Background: Cardiovascular disease (CVD) still remains the leading cause of morbidity and mortality worldwide. It is now established that inflammation plays a crucial role in atherosclerosis and atherothrombosis, and thus, it is closely linked to cardiovascular disease.
Objective: The aim of the present review is to summarize and critically appraise the most relevant evidence regarding the potential use of inflammatory markers in the field of CVD.
Method: We conducted a comprehensive research of the relevant literature, searching MEDLINE from its inception until November 2018, primarily for meta-analyses, randomized controlled trials and observational studies.
Results: Established markers of inflammation, mainly C-reactive protein, have yielded significant results both for primary and secondary prevention of CVD. Newer markers, such as lipoprotein-associated phospholipase A2, lectin-like oxidized low-density lipoprotein receptor-1, cytokines, myeloperoxidase, cell adhesion molecules, matrix metalloproteinases, and the CD40/CD40 ligand system, have been largely evaluated in human studies, enrolling both individuals from the general population and patients with established CVD. Some markers have yielded conflicting results; however, other are now recognized not only as promising biomarkers of CVD, but also as potential therapeutic targets, establishing the role of anti-inflammatory and pleiotropic drugs in CVD.
Conclusion: There is significant evidence regarding the role of consolidated and novel inflammatory markers in the field of diagnosis and prognosis of CVD. However, multimarker model assessment, validation of cut-off values and cost-effectiveness analyses are required, in order for those markers to be integrated into daily clinical practice.

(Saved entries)
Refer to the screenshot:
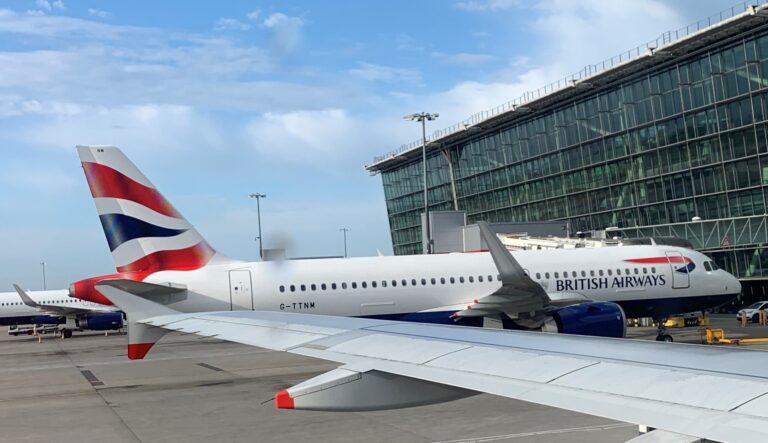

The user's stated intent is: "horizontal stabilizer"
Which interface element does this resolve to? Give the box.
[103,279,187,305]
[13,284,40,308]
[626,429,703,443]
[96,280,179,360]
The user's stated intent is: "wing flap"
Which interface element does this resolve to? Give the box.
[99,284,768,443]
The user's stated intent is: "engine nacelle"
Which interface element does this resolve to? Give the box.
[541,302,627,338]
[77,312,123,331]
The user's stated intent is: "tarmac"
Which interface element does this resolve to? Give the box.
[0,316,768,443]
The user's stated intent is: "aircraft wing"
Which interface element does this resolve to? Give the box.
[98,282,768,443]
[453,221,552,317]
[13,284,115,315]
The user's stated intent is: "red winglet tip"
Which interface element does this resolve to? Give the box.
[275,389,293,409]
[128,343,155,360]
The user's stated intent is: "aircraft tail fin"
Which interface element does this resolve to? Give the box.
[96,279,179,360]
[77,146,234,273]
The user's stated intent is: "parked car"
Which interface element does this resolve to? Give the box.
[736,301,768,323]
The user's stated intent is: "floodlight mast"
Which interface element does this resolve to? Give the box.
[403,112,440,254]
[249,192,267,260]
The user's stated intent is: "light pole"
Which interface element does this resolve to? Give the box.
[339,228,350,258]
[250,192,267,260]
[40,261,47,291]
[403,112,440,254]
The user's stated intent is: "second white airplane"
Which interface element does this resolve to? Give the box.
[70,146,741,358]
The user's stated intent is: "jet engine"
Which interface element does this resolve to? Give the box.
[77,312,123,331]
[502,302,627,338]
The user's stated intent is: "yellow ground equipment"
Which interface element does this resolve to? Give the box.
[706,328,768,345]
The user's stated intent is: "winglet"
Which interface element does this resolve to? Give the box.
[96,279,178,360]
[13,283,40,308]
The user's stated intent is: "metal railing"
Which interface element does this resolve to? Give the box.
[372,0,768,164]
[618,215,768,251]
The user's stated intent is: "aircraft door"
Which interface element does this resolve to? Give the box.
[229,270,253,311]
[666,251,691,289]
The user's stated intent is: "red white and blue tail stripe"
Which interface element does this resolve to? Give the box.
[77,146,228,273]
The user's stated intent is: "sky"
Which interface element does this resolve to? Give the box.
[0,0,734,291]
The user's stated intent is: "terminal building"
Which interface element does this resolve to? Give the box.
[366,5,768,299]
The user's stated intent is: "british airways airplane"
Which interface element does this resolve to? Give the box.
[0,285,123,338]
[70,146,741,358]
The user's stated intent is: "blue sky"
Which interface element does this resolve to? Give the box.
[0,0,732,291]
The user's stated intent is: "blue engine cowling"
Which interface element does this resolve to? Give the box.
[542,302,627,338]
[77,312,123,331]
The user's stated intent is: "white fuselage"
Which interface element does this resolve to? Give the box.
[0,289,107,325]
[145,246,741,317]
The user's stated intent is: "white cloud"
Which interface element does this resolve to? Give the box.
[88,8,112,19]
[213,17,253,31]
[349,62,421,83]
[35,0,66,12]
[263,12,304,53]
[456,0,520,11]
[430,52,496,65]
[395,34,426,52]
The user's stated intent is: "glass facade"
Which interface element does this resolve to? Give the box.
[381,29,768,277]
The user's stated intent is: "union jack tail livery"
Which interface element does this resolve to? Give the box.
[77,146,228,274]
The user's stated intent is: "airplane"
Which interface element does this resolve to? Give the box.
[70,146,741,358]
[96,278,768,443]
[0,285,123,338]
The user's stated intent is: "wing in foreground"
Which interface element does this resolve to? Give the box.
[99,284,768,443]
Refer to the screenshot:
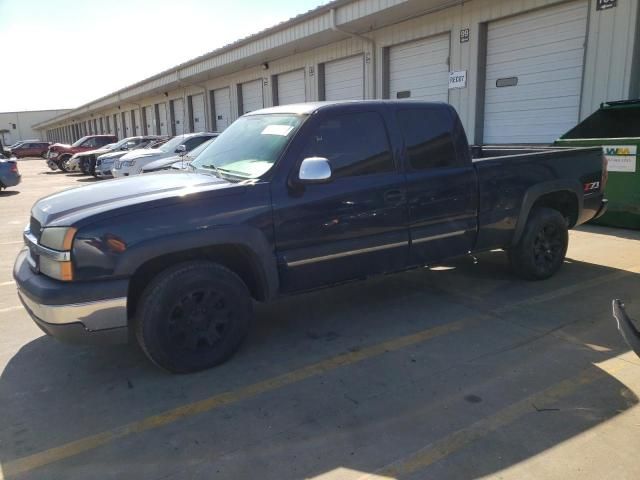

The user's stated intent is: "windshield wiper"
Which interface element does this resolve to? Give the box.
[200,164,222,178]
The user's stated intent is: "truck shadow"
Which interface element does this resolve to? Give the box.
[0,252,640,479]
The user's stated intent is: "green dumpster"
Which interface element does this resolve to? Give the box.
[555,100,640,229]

Problem to work on: Reproduce the full abstract on inflammatory markers in cardiovascular disease word for word, from its opening "Background:" line through the end of its conclusion.

Output of the exercise:
Background: Cardiovascular disease (CVD) still remains the leading cause of morbidity and mortality worldwide. It is now established that inflammation plays a crucial role in atherosclerosis and atherothrombosis, and thus, it is closely linked to cardiovascular disease.
Objective: The aim of the present review is to summarize and critically appraise the most relevant evidence regarding the potential use of inflammatory markers in the field of CVD.
Method: We conducted a comprehensive research of the relevant literature, searching MEDLINE from its inception until November 2018, primarily for meta-analyses, randomized controlled trials and observational studies.
Results: Established markers of inflammation, mainly C-reactive protein, have yielded significant results both for primary and secondary prevention of CVD. Newer markers, such as lipoprotein-associated phospholipase A2, lectin-like oxidized low-density lipoprotein receptor-1, cytokines, myeloperoxidase, cell adhesion molecules, matrix metalloproteinases, and the CD40/CD40 ligand system, have been largely evaluated in human studies, enrolling both individuals from the general population and patients with established CVD. Some markers have yielded conflicting results; however, other are now recognized not only as promising biomarkers of CVD, but also as potential therapeutic targets, establishing the role of anti-inflammatory and pleiotropic drugs in CVD.
Conclusion: There is significant evidence regarding the role of consolidated and novel inflammatory markers in the field of diagnosis and prognosis of CVD. However, multimarker model assessment, validation of cut-off values and cost-effectiveness analyses are required, in order for those markers to be integrated into daily clinical practice.